AIM OF THE TASK> Copy out every line of the listing below, requests included, adding 94 to each number in the answer coordinates. Omit the pictures.

Location labeling records>

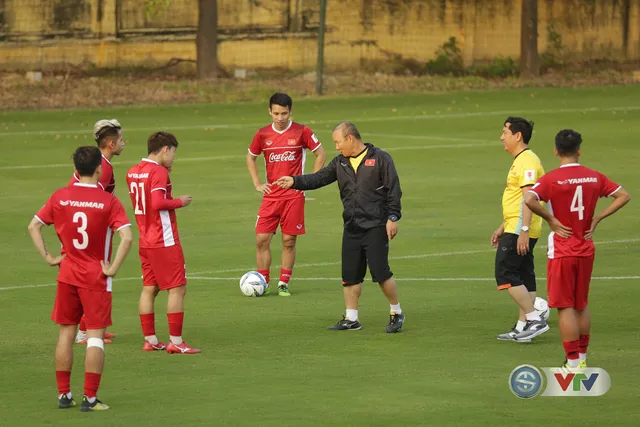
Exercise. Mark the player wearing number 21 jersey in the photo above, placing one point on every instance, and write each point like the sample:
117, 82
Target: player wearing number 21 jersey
163, 265
572, 192
83, 215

CORRECT RESPONSE>
Exercise. Mark the player wearing number 21 jersey in the photo above, placing one point on every instance, and write each point like the sample:
117, 82
Target: player wearing number 21 jersey
257, 359
666, 286
177, 309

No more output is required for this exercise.